**Problem requirements**
When you come to the line with "Target: front wheel", begin repeating; continue exactly through the final line of the records and include nothing from before.

[Extracted entries]

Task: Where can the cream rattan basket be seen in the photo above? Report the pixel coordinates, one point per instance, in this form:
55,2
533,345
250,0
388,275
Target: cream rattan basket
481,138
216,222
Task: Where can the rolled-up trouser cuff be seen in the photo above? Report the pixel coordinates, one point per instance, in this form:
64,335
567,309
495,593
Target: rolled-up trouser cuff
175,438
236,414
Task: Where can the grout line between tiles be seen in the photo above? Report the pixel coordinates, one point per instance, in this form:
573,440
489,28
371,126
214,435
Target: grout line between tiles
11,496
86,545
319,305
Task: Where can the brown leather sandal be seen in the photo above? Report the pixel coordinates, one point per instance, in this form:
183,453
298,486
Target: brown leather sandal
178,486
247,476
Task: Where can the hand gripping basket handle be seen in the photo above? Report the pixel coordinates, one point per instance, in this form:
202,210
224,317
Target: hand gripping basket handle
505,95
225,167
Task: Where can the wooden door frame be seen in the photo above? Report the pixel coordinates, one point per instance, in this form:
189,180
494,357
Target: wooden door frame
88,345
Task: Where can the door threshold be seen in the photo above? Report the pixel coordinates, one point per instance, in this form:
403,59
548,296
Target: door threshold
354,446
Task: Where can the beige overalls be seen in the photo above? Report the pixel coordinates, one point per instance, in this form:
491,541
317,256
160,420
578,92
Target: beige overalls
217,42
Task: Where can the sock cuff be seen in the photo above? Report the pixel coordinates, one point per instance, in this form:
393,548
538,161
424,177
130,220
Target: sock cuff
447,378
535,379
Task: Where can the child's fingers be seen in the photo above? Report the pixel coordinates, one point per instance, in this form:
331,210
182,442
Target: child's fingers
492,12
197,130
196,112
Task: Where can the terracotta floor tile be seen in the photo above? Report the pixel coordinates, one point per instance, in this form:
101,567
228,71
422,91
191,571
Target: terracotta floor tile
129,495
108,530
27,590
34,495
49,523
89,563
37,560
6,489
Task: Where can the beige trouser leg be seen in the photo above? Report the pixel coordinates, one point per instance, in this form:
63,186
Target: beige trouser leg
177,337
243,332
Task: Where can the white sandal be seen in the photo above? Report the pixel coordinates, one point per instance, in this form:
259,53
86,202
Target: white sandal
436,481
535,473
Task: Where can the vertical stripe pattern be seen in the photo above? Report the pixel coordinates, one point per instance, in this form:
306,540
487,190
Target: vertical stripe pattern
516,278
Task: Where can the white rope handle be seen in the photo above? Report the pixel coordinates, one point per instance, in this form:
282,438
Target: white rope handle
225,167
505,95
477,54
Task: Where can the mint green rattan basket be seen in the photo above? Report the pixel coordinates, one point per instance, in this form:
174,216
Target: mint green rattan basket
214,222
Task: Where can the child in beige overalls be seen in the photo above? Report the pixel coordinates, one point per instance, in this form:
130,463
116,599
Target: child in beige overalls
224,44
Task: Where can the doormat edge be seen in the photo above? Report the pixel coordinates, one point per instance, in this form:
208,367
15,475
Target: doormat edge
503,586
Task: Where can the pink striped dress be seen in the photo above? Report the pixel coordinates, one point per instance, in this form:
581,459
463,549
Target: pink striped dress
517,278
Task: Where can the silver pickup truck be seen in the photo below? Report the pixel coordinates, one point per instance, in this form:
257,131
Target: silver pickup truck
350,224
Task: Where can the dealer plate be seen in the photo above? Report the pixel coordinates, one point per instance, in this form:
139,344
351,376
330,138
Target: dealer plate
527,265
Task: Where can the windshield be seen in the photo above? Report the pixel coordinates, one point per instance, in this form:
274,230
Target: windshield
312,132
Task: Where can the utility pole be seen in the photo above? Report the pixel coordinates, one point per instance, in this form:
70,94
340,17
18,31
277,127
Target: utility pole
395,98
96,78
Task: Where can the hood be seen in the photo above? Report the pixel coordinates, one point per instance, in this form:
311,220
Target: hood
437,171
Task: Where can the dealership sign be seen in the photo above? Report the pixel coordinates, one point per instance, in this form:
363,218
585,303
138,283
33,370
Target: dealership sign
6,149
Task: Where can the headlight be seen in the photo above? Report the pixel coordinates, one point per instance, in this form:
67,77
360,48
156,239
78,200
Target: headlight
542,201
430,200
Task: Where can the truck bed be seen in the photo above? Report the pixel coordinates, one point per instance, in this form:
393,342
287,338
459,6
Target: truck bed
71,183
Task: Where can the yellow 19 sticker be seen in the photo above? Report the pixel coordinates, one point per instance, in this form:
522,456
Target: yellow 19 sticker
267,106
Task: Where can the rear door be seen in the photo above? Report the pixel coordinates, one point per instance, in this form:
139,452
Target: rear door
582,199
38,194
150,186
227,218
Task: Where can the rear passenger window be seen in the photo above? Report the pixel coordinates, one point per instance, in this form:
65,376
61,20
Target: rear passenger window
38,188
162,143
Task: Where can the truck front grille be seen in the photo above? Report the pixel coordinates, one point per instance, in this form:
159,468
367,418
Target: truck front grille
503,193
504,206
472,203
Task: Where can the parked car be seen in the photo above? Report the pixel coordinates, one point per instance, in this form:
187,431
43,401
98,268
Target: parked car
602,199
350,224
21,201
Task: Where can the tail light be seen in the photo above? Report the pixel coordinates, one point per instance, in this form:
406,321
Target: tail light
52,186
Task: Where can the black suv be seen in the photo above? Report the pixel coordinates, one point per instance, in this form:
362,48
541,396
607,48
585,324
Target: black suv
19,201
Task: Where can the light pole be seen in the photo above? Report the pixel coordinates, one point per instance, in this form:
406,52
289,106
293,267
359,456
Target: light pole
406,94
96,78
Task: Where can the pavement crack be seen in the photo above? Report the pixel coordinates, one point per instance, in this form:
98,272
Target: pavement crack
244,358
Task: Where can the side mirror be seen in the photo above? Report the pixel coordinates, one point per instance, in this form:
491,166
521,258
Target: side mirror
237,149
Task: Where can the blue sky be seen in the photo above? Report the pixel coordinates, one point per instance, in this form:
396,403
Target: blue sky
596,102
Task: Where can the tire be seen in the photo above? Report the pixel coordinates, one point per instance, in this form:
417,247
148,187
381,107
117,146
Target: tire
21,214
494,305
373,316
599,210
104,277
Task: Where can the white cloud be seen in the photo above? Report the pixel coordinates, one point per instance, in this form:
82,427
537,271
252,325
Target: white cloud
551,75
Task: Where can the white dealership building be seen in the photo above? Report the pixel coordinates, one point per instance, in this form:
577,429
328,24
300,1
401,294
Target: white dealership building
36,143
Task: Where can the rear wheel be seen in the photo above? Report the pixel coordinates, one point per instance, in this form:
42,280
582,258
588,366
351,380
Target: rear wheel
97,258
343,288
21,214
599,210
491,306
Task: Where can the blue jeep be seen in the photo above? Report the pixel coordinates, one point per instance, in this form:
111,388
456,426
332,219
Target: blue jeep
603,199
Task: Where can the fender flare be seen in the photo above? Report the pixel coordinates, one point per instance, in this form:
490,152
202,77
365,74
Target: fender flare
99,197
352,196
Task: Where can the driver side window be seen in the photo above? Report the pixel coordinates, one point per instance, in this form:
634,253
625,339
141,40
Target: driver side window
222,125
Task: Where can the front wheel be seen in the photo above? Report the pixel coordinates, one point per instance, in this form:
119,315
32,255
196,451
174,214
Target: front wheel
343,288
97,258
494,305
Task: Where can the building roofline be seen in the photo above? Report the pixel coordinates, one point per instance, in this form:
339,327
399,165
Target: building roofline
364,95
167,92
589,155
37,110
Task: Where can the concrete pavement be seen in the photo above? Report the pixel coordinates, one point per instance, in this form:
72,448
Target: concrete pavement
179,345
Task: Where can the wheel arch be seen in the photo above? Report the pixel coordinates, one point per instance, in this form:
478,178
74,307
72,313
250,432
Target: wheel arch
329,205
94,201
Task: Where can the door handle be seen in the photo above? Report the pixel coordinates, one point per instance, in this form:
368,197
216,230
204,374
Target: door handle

[/Extracted entries]

**Solution to this task**
Target: front wheel
343,288
97,258
494,305
Task: Where can the building roofline be seen in the photo above? Report the pixel coordinates, one point per instance, in this form:
339,327
399,165
Target: building roofline
364,95
167,92
589,155
37,110
Task: Where can the concrete pavement be seen in the photo above? Report the pixel coordinates, one point per instance, in this form:
72,448
Target: concrete pavement
179,345
Task: Where can the wheel arch be seen in the photo above? Report the pixel coordinates, one point per instance, in this form:
478,178
74,307
72,313
250,432
Target: wheel arch
329,205
94,201
Task: Where can the door handle be seen in the photo above? Report the pixel coordinates, one point per instance, in this form:
368,197
216,230
204,374
Target: door handle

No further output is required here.